◆ **TRECHO DO TEXTO**:
((

17 dezembro 2018

Os primeiros estágios após a morte - Exu Calunguinha (Norberto Peixoto)


"A alta plasticidade do mundo astralino responde com a força correspondente dos elementos, na mesma intensidade de reação à ação mental de seus habitantes. Criam o caos que, por influxo reorganizativo de Exu, imprime-lhes a decantação de suas negatividades e os empurra para fora de seus infernos pessoais."

Quando você morre, sua consciência entra numa dimensão sem tempo. O relógio não serve para nada. O que sobrevive e pensa não é medido e controlado pelo tique-taque dos ponteiros, não fica mais velho com o nascer do Sol a cada dia. O ser que pensa é imortal, não se atrasa ou se adianta na criação. Cada indivíduo tem o seu ritmo próprio e a pressa no aperfeiçoamento é como o carpinteiro que talha com precisão matemática a madeira, mas a peça final é sem utilidade. Você tem urgência de ser perfeito e evoluir, faz a caridade ardentemente desejando se "salvar"? Meu caro, você tá enroscado!

))

◆ **TAREFAS A FAZER**:
1. Reproduza, do texto sobre os primeiros estágios após a morte, o trecho que começa em "Quando você morre, sua" e termina em "você tá enroscado!".
2. No texto sobre os primeiros estágios após a morte, em que tipo de dimensão a consciência entra quando a pessoa morre?
3. Continue o texto sobre os primeiros estágios após a morte a partir do ponto em que ele termina.

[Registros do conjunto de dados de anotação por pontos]
((

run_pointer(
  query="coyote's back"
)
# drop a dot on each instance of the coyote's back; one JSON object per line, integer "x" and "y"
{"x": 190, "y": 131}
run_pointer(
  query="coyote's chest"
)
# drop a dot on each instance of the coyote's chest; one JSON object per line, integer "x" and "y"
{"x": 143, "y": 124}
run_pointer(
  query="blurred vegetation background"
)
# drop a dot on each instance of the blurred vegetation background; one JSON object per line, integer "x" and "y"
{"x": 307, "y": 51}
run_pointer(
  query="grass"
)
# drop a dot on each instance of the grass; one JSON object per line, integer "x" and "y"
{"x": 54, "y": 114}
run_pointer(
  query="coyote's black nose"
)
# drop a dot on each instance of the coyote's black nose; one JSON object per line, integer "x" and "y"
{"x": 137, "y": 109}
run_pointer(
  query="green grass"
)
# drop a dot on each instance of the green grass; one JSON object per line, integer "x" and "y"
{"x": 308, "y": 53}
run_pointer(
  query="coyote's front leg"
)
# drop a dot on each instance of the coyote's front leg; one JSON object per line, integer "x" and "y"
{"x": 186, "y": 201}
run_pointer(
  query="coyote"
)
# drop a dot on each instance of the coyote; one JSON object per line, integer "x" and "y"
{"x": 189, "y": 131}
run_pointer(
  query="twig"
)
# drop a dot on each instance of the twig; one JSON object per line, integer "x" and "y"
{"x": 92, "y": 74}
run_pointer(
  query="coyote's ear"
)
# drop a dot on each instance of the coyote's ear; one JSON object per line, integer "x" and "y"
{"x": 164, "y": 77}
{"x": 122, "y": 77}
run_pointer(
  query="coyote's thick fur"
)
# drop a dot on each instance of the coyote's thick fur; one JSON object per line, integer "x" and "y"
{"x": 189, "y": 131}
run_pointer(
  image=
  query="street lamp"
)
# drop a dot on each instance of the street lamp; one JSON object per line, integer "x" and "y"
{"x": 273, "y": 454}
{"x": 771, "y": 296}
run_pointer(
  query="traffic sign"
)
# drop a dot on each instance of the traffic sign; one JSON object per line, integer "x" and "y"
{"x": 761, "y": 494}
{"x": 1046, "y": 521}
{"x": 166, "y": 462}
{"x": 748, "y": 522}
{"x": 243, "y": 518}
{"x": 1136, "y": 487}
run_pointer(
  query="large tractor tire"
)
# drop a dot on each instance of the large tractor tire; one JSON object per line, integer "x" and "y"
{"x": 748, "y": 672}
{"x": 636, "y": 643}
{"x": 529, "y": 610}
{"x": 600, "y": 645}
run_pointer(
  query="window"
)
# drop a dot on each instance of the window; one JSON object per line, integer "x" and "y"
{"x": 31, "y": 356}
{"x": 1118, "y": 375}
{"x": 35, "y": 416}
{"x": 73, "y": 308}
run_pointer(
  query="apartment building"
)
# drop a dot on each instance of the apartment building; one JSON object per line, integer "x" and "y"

))

◆ **RESULTADOS POR TAREFA**:
1.
Quando você morre, sua consciência entra numa dimensão sem tempo. O relógio não serve para nada. O que sobrevive e pensa não é medido e controlado pelo tique-taque dos ponteiros, não fica mais velho com o nascer do Sol a cada dia. O ser que pensa é imortal, não se atrasa ou se adianta na criação. Cada indivíduo tem o seu ritmo próprio e a pressa no aperfeiçoamento é como o carpinteiro que talha com precisão matemática a madeira, mas a peça final é sem utilidade. Você tem urgência de ser perfeito e evoluir, faz a caridade ardentemente desejando se "salvar"? Meu caro, você tá enroscado!

2. Numa dimensão sem tempo.

3.
O móvel talhado pode ter sido feito em madeira que dá cupim e terá que ser refeito. Você renascerá, até a madeira ser boa. Se todos morressem e tivessem bons pensamentos, não haveria tantos Exus do lado de cá. A consciência ao se deslocar da cabeça de cada defunto continua ininterruptamente influenciada pelo pensar, ato inseparável, como a carroça que não anda sem o cavalo.
A mente profunda e metafísica, na periferia da percepção do estado ordinário de vigília, arquiteta os tipos de pensamento que os zumbis ligados às máquinas em rede virtual os têm, percepção ao redor de si e com isso lidar com o outro, perseguir suas metas, planos e aspirações em sociedade. Não basta existir. Você não é um animal irracional, ao menos não deveria ser.
Reflita a respeito! A força das marés faz as ondas beijarem a areia das praias. O Eu Real, imortal, movimenta as ondas mentais até a consciência,  fazendo que o pensar tome conta do ser. Os condicionamentos emocionais, os escapes da personalidade com suas escoras psíquicas disfarçam as intenções do ego, cristalizadas em medos e recalques alimentadores dos sentimentos negativos, estabelecem a petrificação dos padrões de condutas recorrentes - o modo de ser atávico, tal qual o filhote de pardal será sempre um pardalzinho.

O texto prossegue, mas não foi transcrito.